**EXERCISE DETAILS**
Continue the text on the social and economic context of the communities BESG serves, starting after its last sentence.

**TEXT EXCERPT**
-- Opening Marker --

BESG serves 26 communities in the Pietermaritzburg, KZN region.


The context in which we operate and champion our communities.

The Constitution and a Bill of Rights in South Africa  establishes the right to a better life for all. There is a gap between policy and implementation in order to realise these rights.

The neo-liberal economic paradigm is a capitalist global and South African paradigm that makes the rich richer and the poor poorer.

This global system enables corporations both local and international to extract massive wealth for a few and generates in the South African context endemic poverty, inequality, a housing  and services crisis, rampant corruption, environmental destruction, patronage and dysfunctionality in particular at local government level.

These systemic manifestations are currently more severe and traumatic  due to the devastation  caused by the Covid-19 pandemic.

There is an increased deadly scramble to control resources. Local councillors, aspirant local councillors and activists have been killed in particular those who challenge corrupt power.

The recent local government elections shows growing discontent with the ruling party and a significant increase in independent candidates and smaller coalitions. The ruling party has suffered its biggest loss since the turn of liberation losing its control off all major metros in Gauteng. In KZN, the IFP has made major inroads into ANC dominance.

The trade union movement has been by and large swallowed by the system and is a shadow of its powerful self at the turn of liberation. There is widespread non-compliance with progressive labour legislation, resulting in widespread exploitation and increased vulnerability of work.

The housing and services context is getting worse with rising levels of homelessness and informal settlements, made worse by the onset of COVID 19.

-- Closing Marker --

**DATA SHOWN**
-- Opening Marker --

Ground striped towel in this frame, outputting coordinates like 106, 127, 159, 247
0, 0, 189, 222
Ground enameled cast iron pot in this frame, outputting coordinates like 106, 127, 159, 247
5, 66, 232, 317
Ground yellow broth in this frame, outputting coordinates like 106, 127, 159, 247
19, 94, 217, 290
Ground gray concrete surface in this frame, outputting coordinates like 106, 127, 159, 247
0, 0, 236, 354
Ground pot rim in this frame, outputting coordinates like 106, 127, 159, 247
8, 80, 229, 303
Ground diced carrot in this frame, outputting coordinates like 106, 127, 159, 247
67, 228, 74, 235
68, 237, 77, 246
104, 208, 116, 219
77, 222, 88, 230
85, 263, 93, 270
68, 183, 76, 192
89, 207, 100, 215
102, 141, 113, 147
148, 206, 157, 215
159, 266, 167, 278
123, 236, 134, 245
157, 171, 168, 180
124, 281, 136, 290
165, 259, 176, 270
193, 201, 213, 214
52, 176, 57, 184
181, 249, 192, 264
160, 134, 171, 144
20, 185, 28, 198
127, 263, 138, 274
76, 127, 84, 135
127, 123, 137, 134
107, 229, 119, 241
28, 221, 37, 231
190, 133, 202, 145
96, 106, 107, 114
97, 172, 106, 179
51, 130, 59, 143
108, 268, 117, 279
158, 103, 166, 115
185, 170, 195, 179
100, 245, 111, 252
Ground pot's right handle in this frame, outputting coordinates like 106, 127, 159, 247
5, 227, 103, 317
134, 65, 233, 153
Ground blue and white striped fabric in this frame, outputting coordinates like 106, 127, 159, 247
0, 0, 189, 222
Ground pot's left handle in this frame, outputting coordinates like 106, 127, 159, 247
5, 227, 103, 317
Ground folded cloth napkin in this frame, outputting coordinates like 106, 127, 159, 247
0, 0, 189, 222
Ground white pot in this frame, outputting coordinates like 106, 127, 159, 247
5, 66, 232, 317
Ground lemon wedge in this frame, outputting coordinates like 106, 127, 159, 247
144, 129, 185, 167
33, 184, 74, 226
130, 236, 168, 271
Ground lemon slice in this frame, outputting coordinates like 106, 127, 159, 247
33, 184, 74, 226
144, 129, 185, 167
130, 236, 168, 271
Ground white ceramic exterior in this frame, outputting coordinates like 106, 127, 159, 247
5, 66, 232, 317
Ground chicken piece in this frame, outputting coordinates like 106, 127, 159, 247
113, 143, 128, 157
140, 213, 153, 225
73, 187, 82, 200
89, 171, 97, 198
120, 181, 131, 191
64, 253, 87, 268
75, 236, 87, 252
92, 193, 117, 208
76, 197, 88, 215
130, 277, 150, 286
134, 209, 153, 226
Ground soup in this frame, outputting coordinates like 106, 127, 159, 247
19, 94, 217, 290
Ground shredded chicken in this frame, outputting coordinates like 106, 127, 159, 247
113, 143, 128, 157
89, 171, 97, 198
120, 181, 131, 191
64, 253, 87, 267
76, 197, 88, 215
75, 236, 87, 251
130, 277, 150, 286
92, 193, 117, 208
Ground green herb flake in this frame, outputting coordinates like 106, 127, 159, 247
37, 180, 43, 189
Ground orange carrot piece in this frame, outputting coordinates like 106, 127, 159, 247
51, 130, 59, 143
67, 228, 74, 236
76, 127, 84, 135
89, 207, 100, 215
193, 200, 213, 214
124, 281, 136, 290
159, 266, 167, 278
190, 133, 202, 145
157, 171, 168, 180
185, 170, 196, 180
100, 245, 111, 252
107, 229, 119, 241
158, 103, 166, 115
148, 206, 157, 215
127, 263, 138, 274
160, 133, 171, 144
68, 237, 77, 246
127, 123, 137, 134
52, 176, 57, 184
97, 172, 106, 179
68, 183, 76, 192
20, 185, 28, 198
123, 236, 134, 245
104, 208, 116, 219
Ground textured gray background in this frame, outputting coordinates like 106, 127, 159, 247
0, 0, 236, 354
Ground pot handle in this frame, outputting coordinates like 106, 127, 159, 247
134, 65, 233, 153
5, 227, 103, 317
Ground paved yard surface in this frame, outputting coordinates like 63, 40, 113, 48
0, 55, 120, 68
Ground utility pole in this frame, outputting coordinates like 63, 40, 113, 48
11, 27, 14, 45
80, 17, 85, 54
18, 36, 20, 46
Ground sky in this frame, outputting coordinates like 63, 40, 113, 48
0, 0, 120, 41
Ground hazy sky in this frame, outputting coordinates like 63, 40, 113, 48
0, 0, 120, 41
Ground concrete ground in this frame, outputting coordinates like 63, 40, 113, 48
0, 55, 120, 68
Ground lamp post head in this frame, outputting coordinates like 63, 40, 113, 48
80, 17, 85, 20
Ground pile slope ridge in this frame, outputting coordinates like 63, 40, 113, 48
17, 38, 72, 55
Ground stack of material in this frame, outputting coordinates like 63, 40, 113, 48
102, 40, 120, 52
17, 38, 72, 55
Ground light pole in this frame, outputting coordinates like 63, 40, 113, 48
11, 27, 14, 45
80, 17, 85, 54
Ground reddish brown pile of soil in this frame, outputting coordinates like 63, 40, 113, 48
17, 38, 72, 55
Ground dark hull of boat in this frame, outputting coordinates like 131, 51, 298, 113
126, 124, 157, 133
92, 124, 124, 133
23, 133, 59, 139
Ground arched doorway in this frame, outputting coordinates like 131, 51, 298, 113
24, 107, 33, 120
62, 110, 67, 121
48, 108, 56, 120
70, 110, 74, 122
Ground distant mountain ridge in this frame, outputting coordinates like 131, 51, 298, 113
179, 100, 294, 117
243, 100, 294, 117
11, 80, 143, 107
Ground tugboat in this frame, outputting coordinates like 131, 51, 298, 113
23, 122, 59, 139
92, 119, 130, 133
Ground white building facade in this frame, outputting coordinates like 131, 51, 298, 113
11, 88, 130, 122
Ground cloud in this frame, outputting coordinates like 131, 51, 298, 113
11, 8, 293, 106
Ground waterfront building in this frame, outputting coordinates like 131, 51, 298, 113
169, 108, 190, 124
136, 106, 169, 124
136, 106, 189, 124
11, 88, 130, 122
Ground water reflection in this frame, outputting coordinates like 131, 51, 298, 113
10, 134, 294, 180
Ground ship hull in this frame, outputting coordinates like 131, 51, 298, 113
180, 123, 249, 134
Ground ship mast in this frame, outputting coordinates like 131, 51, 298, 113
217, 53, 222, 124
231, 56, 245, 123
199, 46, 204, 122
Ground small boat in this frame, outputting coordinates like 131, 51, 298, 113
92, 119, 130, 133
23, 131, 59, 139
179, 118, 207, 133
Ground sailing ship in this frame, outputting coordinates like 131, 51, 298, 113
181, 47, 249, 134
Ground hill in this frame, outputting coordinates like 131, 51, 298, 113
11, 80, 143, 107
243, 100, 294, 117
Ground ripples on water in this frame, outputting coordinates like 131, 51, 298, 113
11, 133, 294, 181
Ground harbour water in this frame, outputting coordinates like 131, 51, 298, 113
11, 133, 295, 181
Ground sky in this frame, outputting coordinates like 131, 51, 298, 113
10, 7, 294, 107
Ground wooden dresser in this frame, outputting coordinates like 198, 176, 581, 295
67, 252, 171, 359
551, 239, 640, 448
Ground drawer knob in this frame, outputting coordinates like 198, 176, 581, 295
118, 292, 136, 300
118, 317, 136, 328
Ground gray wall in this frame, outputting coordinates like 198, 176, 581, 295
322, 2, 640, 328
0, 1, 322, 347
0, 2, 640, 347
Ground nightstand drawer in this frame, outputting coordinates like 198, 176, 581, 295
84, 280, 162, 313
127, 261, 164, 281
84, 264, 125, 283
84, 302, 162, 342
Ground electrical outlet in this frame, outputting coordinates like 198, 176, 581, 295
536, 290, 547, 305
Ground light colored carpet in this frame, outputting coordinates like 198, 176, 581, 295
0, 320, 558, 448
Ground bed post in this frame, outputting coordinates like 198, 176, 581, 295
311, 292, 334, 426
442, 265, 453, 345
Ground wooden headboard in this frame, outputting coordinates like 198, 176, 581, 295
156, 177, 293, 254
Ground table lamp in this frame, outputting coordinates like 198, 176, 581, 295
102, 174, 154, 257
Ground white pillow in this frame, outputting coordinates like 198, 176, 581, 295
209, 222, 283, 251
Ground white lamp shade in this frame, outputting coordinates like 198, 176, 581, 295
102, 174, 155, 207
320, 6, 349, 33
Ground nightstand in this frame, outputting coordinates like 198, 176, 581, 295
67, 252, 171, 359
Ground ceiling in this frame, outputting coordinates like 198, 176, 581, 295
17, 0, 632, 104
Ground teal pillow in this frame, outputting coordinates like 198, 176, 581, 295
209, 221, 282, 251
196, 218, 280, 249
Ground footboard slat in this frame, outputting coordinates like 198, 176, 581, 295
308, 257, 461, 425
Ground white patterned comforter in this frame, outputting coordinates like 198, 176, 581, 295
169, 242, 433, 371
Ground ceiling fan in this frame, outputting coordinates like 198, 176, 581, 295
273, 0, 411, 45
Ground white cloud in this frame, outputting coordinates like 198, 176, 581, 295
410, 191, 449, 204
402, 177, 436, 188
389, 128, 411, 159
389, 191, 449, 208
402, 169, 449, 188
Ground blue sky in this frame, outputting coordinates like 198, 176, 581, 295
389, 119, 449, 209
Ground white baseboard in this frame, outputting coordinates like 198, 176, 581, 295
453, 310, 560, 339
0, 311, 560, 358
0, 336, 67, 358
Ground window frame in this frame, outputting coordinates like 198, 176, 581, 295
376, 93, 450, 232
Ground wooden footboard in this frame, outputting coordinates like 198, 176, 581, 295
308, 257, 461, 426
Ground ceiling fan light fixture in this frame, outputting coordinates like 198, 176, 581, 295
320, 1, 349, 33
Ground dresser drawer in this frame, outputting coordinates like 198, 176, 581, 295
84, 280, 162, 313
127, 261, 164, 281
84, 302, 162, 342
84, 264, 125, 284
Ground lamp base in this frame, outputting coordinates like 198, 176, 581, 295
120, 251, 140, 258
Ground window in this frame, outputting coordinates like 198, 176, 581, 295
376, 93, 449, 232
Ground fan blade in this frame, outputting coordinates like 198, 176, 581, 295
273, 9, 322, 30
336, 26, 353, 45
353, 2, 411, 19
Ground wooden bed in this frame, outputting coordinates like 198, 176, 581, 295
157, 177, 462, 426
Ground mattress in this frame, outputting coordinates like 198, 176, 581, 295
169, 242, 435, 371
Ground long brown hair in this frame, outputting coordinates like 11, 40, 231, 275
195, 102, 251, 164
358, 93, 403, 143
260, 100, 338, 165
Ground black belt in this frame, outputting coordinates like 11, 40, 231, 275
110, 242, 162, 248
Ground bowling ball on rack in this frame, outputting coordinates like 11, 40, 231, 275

-- Closing Marker --

**SOLVED EXERCISE**
Housing developments still perpetuate the apartheid spatial patterns. Housing and services budgets are decreasing as austerity measures are put in place, with increased backlogs, delayed and failed housing projects,  corruption at tender allocation and housing allocation, lack of support of the PHP process in KZN and failure of the  USIP process

The work of BESG is situated in the volatile province of KZN. The housing sector is generally politicised and expressed through cronyism and corruption.  This has closed  space for BESG to play an intermediary role between government and communities, leading to BESG taking the route of a more community-based approach. Access to communities has been assisted through BESG’s strategic partnership with KZNCC.

The general context  in communities is one of increased dehumanisation. The daily relationship of the poor with neo-liberalism is characterised by deep vulnerability and survival. This  leads to  conceding rather than resisting (acquiescence), a culture of silence (apathy) and fear to challenge power. With a few exceptions, there is generally no sustained movement for rights as enshrined in the constitution.

There are pockets of hope.

The 26 communities that BESG works are a beacon of hope as they continue on their journey to realise their rights, improve the quality of their lives and increasingly use the power of their knowledge and agency to restore their dignity. From this base substantial growth in people claiming and realising their rights can take place in the next period.